§ **Objectives**
[1] Please reproduce the part of the fuzzing tutorial running from "1. Design the" down to "captures these decisions.", word for word.
[2] Answer these questions from the fuzzing tutorial:
(a) Which vulnerability is the tutorial expected to end with detecting?
(b) In the testing workflow, what is the step right after running the fuzzer?
(c) Which two capabilities does Spectre V1 require?

This tutorial is the first step into actual vulnerability detection. You'll learn how to set up a fuzzing campaign that tests conditional branches. And, most likely, it will end with a detection of Spectre V1.

Testing Workflow

Before we begin with actual testing, let's take a step back and consider how a typical testing workflow looks like.

The process of using Revizor normally constitutes of the following steps:

  1. Design the campaign by selecting which instructions to test and choosing an appropriate contract that defines what behavior we consider a violation.
  2. Create a configuration file that captures these decisions.
  3. Run the fuzzer to generate and execute random test cases.
  4. Validate the violation to ensure it's genuine and not a false positive.
  5. Minimize the test case to remove unnecessary complexity, making it easier to understand.
  6. Analyze the minimized program to identify the root cause of the vulnerability.

In the following, we will go step-by-step through this workflow.

Plan the campaign

Let's imagine we have a new CPU and want to determine if conditional branches produce any information leakage on it. These instructions are infamous for causing Spectre V1, therefore it is always useful to start with them when testing a new CPU.

The first step is planning our fuzzing campaign strategically.

For effective testing, we'll focus on a minimal instruction subset rather than the entire ISA. Spectre V1 requires only two capabilities: conditional branches (to trigger misprediction) and memory accesses (to leak information through side channels). By limiting our instruction set to just arithmetic operations and conditional branches, we accomplish two goals. First, the fuzzer will find violations faster because there are fewer instruction combinations to explore. Second, when we do find a violation, it will be much easier to analyze because the test case will be simpler.

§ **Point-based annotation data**

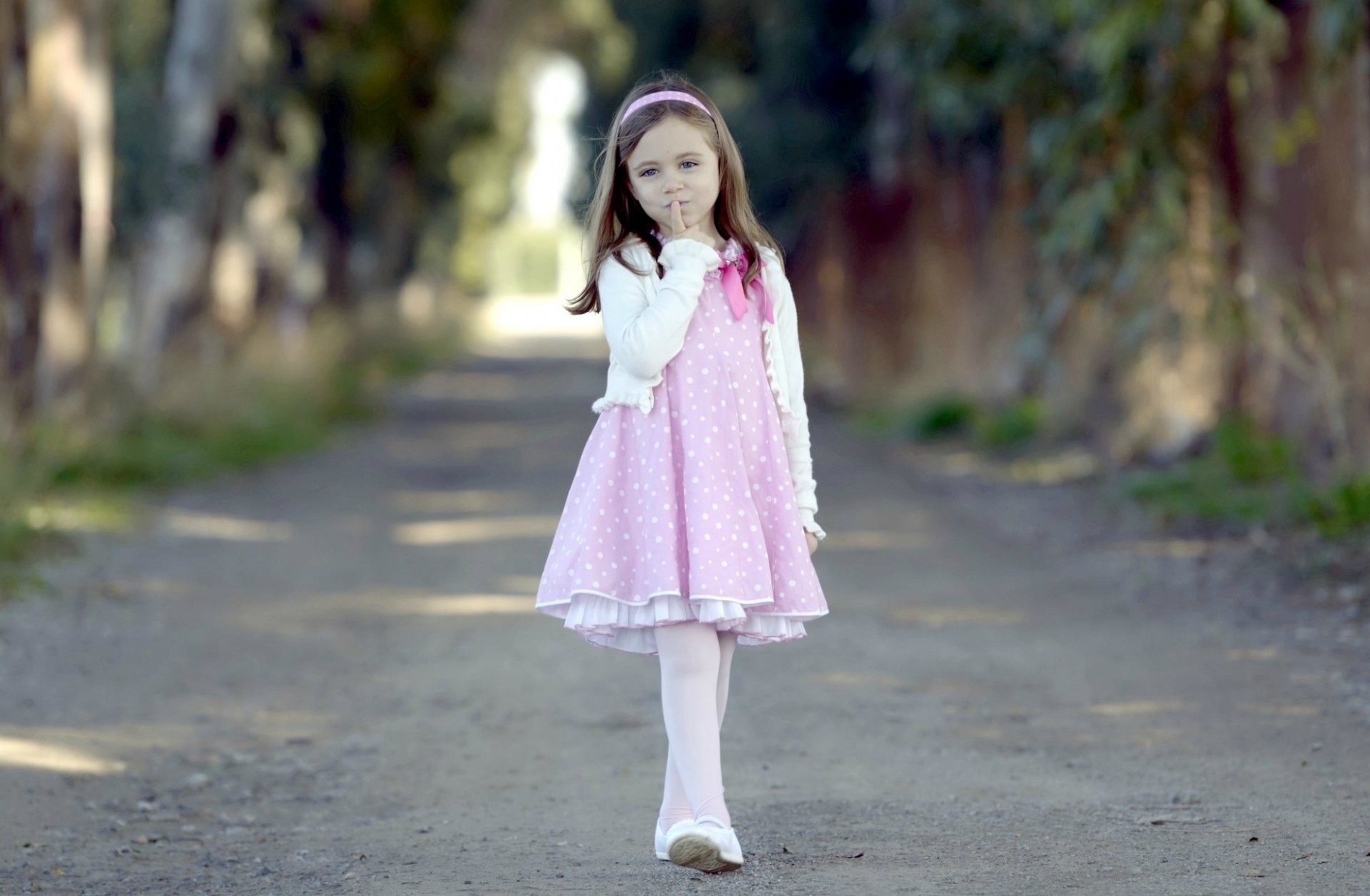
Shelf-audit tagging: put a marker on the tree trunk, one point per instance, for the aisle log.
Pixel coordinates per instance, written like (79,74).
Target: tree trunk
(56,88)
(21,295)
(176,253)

§ **Responses to the tasks**
[1]
1. Design the campaign by selecting which instructions to test and choosing an appropriate contract that defines what behavior we consider a violation.
  2. Create a configuration file that captures these decisions.

[2]
(a) Spectre V1.
(b) Validating the violation to ensure it's genuine and not a false positive.
(c) Conditional branches (to trigger misprediction) and memory accesses (to leak information through side channels).